Les remises en question c’est tout au long de la vie du cavalier pour moi.
Impossible de donner un rythme précis et l’étendu du constat. Je pense que ça dépend de la personnalité de chacun, du chemin pris au départ, des enseignants ou cavaliers que l’on côtoie, des chevaux que l’on rencontre… Après elles sont normales, indispensables, bénéfiques… Même si elles sont cruelles parfois.
C’est plutôt bon signe qu’un cavalier en ait. Après, il faut veiller à ne pas passer d’un travers à l’autre. C’est pourquoi, plus que des remises en question radicales (sauf cas d’extrême urgence !), il me semble surtout important de rester perméable aux chevaux et aux différents enseignements tout au long de sa vie. Ce qui ne signifie pas non plus qu’il faille tout essayer et changer de méthode en donnant raison au dernier qui parle… Juste s’interroger, analyser, comprendre…pour ensuite choisir, évoluer, modifier.
Pour moi, l’important c’est d’entretenir une réflexion permanente, un questionnement, de cultiver ses connaissances et les enrichir. Comprendre ce qu’on fait, pourquoi on le fait, accepter l’adaptation, rester très à l’écoute des chevaux car ce sont eux qui nous permettent de progresser en permanence. Comprendre aussi tout ce qu’on abandonne, qu’on refuse, pourquoi on se doit de l’écarter. Evaluer toujours les aspects positifs et négatifs de chaque chose et voir si le jeu en vaut la chandelle, car rien n’est jamais miraculeux, parfait, magique, universel… C’est un sacré travail sur soi l’équitation !
Même lorsqu’on s’est égaré, on n’a pas réellement perdu son temps. On sait alors ce qu’il ne faut plus faire, pourquoi et dans notre référentiel de sensations et d’actions, cela permet alors de réagir plus rapidement si on se perd à nouveau. Lorsqu’on a exploré un peu les côtés obscurs, on les reconnait ensuite de loin et on voit aussi plus clairement tout ce qui y ressemble. Il ne faut pas voir ses erreurs comme un échec. On n’est pas nul, on est juste mal informé ! On devient nul si on s’acharne dans l’erreur alors que tous les signaux sont au rouge.
______________________________
- _Consigne donnée 1_
D'après le passage cité, dans quel cas devient-on nul ?
- _Consigne donnée 2_
Traduisez en anglais, s'il vous plaît, cette phrase du passage cité : « Il ne faut pas voir ses erreurs comme un échec. »
Appuyez-vous uniquement sur le passage cité.

- _Section des données_
______________________________
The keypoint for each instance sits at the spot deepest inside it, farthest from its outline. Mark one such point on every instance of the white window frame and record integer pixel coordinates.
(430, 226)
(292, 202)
______________________________
- _Réponse complète 1_
Quand on s'acharne dans l'erreur alors que tous les signaux sont au rouge.

- _Réponse complète 2_
You should not see your mistakes as a failure.